**Work to complete:** Render the listing from its first line through the line containing "positive clicks: (8, 700)" as a Markdown table with columns Row and Line, skipping blank lines.

*** Opening of Input records ***

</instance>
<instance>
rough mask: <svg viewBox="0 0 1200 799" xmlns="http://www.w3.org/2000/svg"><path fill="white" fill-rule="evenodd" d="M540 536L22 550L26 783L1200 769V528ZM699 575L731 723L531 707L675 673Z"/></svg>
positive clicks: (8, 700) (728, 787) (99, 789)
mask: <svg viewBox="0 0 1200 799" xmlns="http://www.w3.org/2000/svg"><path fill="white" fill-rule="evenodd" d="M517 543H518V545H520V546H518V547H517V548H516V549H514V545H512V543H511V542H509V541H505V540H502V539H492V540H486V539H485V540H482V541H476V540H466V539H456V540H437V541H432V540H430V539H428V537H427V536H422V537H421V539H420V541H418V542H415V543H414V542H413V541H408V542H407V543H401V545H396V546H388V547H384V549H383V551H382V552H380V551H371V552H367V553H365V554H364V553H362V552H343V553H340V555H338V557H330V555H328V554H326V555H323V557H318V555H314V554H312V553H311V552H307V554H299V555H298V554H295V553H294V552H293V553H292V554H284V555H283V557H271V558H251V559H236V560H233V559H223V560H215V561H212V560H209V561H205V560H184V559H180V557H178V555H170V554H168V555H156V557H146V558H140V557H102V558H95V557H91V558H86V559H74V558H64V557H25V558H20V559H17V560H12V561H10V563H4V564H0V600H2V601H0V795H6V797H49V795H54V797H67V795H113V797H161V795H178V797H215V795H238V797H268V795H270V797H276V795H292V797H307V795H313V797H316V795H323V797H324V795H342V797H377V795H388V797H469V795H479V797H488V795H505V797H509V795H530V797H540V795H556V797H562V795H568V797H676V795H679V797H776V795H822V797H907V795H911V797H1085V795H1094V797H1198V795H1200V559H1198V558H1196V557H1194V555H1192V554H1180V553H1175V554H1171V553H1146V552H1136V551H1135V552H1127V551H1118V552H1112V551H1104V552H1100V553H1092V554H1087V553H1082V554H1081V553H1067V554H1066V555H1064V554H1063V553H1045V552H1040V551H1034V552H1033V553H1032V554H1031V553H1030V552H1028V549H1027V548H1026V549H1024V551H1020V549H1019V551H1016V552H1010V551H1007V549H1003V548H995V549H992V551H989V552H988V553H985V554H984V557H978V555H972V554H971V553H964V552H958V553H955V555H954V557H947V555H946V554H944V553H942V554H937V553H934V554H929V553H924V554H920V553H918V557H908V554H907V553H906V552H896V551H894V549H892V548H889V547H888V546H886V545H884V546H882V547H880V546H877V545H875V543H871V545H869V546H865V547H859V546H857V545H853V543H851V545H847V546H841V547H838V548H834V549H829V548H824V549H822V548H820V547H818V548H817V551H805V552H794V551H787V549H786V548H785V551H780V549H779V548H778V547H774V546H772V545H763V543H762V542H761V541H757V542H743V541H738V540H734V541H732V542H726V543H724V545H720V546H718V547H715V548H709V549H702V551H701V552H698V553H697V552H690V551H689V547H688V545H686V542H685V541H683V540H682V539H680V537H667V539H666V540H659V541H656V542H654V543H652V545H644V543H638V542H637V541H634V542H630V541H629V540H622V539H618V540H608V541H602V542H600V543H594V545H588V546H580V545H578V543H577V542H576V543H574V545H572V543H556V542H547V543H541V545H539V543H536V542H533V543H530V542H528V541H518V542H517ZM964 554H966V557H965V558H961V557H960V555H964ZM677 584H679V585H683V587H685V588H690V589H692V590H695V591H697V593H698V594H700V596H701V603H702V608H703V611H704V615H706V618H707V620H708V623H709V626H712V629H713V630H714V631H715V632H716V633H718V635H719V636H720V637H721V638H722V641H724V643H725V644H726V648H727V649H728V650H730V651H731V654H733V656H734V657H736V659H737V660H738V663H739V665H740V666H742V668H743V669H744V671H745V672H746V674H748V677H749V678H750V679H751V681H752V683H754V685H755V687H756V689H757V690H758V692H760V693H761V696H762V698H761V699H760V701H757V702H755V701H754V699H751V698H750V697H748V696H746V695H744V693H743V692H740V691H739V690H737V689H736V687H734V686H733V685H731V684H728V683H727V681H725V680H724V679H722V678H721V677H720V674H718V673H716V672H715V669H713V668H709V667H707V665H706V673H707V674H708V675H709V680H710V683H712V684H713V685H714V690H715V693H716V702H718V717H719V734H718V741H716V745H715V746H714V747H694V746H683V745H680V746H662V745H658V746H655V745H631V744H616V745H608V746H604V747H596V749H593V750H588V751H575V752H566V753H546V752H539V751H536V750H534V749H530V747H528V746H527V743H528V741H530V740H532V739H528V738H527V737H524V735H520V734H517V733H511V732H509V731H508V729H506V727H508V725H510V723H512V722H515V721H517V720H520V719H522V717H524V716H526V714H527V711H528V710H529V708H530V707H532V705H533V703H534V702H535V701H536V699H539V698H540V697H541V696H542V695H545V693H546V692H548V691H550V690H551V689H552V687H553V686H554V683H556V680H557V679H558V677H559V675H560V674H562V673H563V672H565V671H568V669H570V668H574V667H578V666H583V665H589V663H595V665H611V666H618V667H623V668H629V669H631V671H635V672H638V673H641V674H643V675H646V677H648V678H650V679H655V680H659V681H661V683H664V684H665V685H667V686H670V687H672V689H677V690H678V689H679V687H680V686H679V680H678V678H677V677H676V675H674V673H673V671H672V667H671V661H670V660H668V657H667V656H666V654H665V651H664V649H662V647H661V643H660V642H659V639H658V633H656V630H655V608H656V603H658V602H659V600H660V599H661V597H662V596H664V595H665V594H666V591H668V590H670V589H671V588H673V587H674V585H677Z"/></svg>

*** Close of Input records ***

**Task answer:**
| Row | Line |
|---|---|
| 1 | </instance> |
| 2 | <instance> |
| 3 | rough mask: <svg viewBox="0 0 1200 799" xmlns="http://www.w3.org/2000/svg"><path fill="white" fill-rule="evenodd" d="M540 536L22 550L26 783L1200 769V528ZM699 575L731 723L531 707L675 673Z"/></svg> |
| 4 | positive clicks: (8, 700) (728, 787) (99, 789) |